Items from a dataset
<<<<
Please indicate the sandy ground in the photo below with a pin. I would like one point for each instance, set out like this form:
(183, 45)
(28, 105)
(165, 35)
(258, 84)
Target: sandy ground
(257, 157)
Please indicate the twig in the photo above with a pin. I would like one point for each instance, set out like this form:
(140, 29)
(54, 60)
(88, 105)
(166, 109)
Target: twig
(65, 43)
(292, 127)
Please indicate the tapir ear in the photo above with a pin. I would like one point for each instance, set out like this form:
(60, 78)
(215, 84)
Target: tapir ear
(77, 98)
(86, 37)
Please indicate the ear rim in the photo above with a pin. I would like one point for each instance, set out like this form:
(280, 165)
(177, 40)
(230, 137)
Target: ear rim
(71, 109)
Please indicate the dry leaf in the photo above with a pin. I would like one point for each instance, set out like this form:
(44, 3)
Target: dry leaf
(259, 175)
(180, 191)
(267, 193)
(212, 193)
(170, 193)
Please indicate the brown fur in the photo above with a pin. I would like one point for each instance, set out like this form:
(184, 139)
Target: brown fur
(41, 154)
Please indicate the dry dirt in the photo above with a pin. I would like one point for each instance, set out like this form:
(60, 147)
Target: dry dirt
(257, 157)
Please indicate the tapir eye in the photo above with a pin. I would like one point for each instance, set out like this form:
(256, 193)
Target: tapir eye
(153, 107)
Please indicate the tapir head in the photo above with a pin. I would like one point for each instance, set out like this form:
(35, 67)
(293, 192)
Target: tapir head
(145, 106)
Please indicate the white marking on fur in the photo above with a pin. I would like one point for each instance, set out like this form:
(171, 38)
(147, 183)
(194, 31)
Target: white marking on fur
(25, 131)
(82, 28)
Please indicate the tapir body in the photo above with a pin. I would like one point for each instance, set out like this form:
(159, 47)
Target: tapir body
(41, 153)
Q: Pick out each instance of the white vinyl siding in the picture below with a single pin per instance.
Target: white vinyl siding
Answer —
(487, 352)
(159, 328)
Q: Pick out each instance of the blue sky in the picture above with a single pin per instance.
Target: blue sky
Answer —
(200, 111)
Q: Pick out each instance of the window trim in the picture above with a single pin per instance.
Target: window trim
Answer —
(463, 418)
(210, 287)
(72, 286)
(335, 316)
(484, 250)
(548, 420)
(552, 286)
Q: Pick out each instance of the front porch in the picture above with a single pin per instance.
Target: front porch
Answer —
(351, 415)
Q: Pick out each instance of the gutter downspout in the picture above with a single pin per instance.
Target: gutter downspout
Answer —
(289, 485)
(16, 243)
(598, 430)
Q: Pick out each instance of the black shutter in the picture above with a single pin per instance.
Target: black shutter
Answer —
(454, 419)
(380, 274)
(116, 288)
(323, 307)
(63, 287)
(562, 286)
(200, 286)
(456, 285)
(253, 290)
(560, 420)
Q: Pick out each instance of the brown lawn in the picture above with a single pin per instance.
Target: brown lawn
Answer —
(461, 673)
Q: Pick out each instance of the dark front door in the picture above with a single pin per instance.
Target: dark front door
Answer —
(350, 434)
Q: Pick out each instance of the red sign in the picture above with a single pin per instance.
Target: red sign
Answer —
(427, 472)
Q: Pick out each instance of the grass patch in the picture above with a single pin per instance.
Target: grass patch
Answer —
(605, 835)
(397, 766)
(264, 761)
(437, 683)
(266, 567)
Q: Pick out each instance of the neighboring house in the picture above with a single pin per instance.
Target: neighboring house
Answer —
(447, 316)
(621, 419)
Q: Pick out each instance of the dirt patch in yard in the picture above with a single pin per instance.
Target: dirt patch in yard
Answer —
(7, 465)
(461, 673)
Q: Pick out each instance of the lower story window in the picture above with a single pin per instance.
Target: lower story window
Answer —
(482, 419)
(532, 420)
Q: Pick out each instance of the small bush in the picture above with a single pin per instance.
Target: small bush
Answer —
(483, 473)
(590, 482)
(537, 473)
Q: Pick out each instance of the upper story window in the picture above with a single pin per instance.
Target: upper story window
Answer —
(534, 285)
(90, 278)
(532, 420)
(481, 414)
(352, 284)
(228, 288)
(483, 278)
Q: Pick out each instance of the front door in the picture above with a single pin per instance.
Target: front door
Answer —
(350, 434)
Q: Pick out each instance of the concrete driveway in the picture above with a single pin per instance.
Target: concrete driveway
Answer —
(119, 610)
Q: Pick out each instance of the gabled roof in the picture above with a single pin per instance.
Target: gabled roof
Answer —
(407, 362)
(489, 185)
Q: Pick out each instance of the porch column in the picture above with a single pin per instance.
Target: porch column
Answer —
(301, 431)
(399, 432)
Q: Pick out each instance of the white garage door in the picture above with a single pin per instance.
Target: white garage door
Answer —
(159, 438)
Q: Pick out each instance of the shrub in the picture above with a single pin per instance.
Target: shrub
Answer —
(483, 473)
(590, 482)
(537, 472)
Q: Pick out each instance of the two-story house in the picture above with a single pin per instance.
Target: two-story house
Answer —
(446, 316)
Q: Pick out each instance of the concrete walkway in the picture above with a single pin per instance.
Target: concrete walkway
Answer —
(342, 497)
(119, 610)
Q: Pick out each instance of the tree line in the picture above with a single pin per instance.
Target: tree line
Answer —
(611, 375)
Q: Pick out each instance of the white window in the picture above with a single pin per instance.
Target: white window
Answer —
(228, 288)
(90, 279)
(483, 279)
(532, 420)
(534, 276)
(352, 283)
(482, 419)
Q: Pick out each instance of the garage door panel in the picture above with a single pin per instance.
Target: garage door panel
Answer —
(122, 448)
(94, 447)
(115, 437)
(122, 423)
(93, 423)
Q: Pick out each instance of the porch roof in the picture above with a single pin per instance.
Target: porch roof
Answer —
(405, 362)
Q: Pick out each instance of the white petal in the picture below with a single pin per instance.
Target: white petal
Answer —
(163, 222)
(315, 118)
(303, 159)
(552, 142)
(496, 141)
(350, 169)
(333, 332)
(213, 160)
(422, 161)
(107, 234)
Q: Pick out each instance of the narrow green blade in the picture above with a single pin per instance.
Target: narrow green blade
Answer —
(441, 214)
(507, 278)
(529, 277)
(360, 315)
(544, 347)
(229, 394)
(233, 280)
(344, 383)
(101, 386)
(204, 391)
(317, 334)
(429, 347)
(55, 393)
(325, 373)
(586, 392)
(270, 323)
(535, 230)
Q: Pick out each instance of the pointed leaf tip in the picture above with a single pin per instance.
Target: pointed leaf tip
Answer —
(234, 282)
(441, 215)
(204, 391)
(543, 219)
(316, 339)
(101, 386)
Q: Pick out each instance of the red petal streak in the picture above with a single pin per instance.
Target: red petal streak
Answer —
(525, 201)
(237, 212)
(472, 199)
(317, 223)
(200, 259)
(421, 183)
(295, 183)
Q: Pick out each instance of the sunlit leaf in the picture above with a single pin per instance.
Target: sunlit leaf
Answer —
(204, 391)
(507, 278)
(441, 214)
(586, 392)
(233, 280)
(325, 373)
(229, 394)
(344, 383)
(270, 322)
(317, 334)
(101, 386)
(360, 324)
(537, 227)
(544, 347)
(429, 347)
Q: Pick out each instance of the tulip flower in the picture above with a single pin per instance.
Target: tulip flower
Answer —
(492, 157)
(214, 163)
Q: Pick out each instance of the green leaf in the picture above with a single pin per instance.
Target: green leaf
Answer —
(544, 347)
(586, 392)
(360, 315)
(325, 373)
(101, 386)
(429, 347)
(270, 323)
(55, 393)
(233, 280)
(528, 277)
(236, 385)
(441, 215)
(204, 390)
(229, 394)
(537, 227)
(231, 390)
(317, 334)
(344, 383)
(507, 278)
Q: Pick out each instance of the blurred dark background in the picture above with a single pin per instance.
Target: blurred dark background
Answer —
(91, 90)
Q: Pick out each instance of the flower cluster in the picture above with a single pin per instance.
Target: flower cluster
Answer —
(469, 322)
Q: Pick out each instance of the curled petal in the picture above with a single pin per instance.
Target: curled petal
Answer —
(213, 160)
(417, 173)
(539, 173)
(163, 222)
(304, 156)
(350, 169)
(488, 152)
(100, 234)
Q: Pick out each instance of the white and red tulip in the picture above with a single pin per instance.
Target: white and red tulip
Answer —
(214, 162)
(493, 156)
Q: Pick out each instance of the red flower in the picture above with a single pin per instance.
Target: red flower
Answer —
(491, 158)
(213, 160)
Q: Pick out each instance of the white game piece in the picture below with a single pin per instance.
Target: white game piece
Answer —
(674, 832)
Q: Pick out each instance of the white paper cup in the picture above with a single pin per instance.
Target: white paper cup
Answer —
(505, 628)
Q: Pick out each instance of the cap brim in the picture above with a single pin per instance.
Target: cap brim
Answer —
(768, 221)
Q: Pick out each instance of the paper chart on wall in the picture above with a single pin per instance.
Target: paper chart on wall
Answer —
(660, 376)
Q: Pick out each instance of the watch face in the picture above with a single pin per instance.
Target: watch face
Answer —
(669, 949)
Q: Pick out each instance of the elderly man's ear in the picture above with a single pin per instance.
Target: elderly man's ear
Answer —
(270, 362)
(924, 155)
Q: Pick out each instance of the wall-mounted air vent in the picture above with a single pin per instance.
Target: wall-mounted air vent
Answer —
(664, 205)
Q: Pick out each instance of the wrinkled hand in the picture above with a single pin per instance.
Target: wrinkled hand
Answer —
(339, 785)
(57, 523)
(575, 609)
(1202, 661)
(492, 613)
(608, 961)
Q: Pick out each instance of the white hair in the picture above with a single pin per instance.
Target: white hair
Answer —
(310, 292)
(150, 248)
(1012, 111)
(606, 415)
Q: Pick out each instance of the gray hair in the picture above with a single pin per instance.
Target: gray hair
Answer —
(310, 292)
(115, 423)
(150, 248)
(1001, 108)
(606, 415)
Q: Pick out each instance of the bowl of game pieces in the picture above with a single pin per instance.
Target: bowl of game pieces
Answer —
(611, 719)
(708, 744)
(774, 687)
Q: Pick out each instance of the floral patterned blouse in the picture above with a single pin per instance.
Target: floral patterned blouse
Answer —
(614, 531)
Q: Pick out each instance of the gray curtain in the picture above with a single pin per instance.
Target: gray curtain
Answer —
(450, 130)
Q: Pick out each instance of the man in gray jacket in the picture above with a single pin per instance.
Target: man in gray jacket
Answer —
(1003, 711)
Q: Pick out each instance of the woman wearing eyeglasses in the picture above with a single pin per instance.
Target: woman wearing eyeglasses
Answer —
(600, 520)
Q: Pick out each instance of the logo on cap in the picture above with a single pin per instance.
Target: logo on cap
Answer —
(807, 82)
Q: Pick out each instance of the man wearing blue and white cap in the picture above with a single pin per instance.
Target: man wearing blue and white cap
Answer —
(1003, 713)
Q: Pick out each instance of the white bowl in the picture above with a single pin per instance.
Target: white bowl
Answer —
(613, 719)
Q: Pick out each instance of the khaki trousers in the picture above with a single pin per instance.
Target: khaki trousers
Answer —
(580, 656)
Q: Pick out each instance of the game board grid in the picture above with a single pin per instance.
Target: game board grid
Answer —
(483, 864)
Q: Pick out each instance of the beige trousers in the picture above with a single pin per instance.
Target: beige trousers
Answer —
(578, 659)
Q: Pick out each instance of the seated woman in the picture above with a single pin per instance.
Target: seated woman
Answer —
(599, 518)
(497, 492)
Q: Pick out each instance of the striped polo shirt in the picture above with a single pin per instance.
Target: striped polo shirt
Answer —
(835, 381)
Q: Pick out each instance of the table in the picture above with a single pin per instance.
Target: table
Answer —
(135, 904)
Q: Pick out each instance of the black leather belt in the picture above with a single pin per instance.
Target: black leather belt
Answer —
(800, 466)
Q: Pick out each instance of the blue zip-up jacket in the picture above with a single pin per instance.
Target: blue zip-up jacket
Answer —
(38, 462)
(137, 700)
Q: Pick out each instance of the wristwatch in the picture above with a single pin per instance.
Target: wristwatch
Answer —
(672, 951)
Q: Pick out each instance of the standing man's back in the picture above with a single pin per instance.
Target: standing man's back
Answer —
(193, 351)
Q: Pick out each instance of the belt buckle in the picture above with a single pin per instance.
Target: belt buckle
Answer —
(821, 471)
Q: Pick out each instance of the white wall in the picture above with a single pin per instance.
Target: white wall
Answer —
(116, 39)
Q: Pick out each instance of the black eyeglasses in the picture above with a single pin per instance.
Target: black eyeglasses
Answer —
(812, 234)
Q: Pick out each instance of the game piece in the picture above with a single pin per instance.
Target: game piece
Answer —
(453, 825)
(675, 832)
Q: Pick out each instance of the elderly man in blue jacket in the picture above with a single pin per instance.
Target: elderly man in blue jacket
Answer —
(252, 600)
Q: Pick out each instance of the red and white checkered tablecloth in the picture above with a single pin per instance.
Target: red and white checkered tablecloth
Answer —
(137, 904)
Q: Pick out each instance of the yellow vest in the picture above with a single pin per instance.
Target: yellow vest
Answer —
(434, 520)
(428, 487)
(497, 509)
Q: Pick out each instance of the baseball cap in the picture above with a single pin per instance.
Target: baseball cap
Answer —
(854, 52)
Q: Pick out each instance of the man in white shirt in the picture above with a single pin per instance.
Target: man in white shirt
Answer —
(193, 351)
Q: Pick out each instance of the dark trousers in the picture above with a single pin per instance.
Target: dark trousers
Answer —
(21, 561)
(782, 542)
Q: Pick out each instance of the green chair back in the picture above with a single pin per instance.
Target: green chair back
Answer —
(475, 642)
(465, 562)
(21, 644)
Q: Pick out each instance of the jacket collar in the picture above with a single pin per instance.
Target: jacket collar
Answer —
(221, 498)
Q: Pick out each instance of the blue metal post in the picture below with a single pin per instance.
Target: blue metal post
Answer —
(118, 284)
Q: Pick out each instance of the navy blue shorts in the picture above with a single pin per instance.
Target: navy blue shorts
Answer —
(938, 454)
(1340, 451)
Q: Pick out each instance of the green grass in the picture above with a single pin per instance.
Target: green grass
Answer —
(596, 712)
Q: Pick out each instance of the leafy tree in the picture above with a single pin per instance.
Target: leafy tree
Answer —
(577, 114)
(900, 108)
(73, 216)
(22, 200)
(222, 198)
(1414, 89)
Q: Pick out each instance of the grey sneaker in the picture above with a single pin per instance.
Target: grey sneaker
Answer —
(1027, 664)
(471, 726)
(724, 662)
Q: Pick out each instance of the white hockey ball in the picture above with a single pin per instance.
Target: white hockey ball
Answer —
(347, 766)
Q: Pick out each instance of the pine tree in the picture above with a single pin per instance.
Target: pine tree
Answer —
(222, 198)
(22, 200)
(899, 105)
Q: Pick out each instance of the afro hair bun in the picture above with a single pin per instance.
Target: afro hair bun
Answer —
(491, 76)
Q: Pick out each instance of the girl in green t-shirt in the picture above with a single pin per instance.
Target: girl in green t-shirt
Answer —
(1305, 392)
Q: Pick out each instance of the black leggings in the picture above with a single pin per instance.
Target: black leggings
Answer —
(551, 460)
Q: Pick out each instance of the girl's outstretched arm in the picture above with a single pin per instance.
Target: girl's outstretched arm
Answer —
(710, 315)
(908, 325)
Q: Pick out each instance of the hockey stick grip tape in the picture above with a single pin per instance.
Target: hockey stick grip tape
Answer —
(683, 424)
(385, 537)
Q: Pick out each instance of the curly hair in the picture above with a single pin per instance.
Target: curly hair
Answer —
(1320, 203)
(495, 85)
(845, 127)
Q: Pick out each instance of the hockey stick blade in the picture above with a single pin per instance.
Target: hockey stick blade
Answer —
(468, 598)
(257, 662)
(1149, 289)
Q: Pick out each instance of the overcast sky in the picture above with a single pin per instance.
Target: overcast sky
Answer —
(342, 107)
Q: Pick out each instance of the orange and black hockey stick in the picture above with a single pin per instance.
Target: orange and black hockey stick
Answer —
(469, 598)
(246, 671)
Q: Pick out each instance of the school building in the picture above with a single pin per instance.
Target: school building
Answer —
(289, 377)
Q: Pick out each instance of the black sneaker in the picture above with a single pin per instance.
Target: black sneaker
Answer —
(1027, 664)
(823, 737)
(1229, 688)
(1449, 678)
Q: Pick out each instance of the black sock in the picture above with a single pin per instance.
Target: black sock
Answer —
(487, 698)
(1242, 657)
>>>>
Repeat word for word each line from the one with "Q: Pick out each instance of the orange" to the end of the records above, inclusive.

== EXPECTED ANSWER ==
Q: Pick out each instance of the orange and black hockey stick in the picture above with a single pin per instance.
Target: orange and black hockey stick
Answer —
(469, 598)
(246, 671)
Q: Pick out each instance of the school building in the picture above with a single pin per instance.
Target: school building
Answer —
(289, 377)
Q: Pick out each instance of the black sneaker in the picture above with a single pin per instance.
Target: black sneaker
Answer —
(1027, 664)
(823, 737)
(1229, 688)
(1449, 678)
Q: Pick out each instance of the black sock in the picture above with a single pin per instance.
Target: black sock
Answer —
(487, 698)
(1242, 657)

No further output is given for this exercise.